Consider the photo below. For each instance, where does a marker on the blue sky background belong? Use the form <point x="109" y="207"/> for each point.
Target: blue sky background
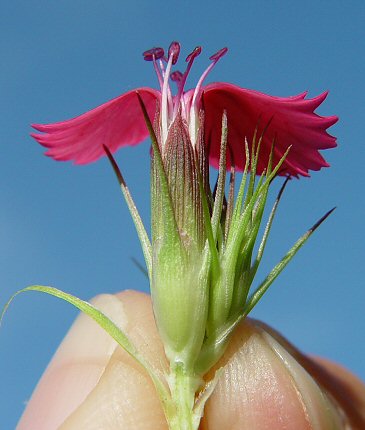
<point x="67" y="226"/>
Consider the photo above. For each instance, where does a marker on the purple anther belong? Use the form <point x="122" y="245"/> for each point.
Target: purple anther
<point x="176" y="76"/>
<point x="153" y="54"/>
<point x="194" y="54"/>
<point x="215" y="57"/>
<point x="174" y="50"/>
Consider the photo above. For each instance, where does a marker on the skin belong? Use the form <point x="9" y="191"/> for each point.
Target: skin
<point x="91" y="383"/>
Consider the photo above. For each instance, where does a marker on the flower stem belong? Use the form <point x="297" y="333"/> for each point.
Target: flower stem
<point x="183" y="386"/>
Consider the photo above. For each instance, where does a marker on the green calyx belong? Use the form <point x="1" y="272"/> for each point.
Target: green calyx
<point x="203" y="257"/>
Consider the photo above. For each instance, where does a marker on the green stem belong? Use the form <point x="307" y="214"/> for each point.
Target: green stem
<point x="183" y="387"/>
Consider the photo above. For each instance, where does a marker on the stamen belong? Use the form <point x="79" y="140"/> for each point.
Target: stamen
<point x="174" y="50"/>
<point x="165" y="100"/>
<point x="190" y="59"/>
<point x="176" y="76"/>
<point x="153" y="54"/>
<point x="193" y="117"/>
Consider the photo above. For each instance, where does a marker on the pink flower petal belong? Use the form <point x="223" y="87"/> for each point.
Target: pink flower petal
<point x="116" y="123"/>
<point x="293" y="123"/>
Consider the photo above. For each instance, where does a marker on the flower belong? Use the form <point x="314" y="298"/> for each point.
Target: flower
<point x="203" y="254"/>
<point x="289" y="121"/>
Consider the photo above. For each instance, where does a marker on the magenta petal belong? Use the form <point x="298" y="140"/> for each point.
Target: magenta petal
<point x="116" y="123"/>
<point x="293" y="123"/>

━━━━━━━━━━

● Task directions: Render the listing above as a Markdown table with the columns No. and Entry, one row per line, skipping blank lines. Leave the pictures out.

● Full output:
| No. | Entry |
|---|---|
| 1 | Consider the photo below. For each instance, where does a marker on the blue sky background belong? Use the form <point x="109" y="207"/> for each point. |
| 2 | Target: blue sky background |
| 3 | <point x="67" y="226"/> |
| 4 | Consider the photo above. For each instance, where does a marker on the purple anther belong? Use the form <point x="122" y="245"/> for each point. |
| 5 | Target: purple anther |
| 6 | <point x="176" y="76"/> |
| 7 | <point x="153" y="54"/> |
| 8 | <point x="194" y="54"/> |
| 9 | <point x="215" y="57"/> |
| 10 | <point x="174" y="50"/> |
| 11 | Consider the photo above. For each instance, where does a marker on the skin belong? Use the form <point x="9" y="191"/> for each point. |
| 12 | Target: skin |
| 13 | <point x="91" y="383"/> |
| 14 | Consider the photo above. For each instance, where does a marker on the flower stem belong? Use the form <point x="297" y="333"/> for each point. |
| 15 | Target: flower stem |
| 16 | <point x="183" y="386"/> |
| 17 | Consider the photo above. For each instance, where does a marker on the green calyx belong? Use the form <point x="1" y="272"/> for each point. |
| 18 | Target: green calyx |
| 19 | <point x="203" y="257"/> |
| 20 | Consider the photo above. For each instance, where does a marker on the green stem belong? Use the form <point x="307" y="214"/> for each point. |
| 21 | Target: green stem |
| 22 | <point x="183" y="387"/> |
| 23 | Consider the photo above. For each instance, where does a marker on the stamen belong? Use the form <point x="79" y="140"/> for each point. |
| 24 | Target: stamen |
| 25 | <point x="174" y="50"/> |
| 26 | <point x="165" y="100"/> |
| 27 | <point x="190" y="59"/> |
| 28 | <point x="176" y="76"/> |
| 29 | <point x="153" y="54"/> |
| 30 | <point x="193" y="117"/> |
| 31 | Consider the photo above. For each instance, where does a marker on the pink flower petal belong? Use the form <point x="223" y="87"/> for each point. |
| 32 | Target: pink flower petal |
| 33 | <point x="116" y="123"/> |
| 34 | <point x="293" y="123"/> |
| 35 | Consider the photo above. For each instance, where does a marker on the flower belong? Use the form <point x="314" y="298"/> for each point. |
| 36 | Target: flower |
| 37 | <point x="203" y="254"/> |
| 38 | <point x="289" y="121"/> |
| 39 | Consider the photo above. For each instance, where does a marker on the magenta petal belong? Use the form <point x="298" y="140"/> for each point. |
| 40 | Target: magenta petal |
| 41 | <point x="116" y="123"/> |
| 42 | <point x="293" y="123"/> |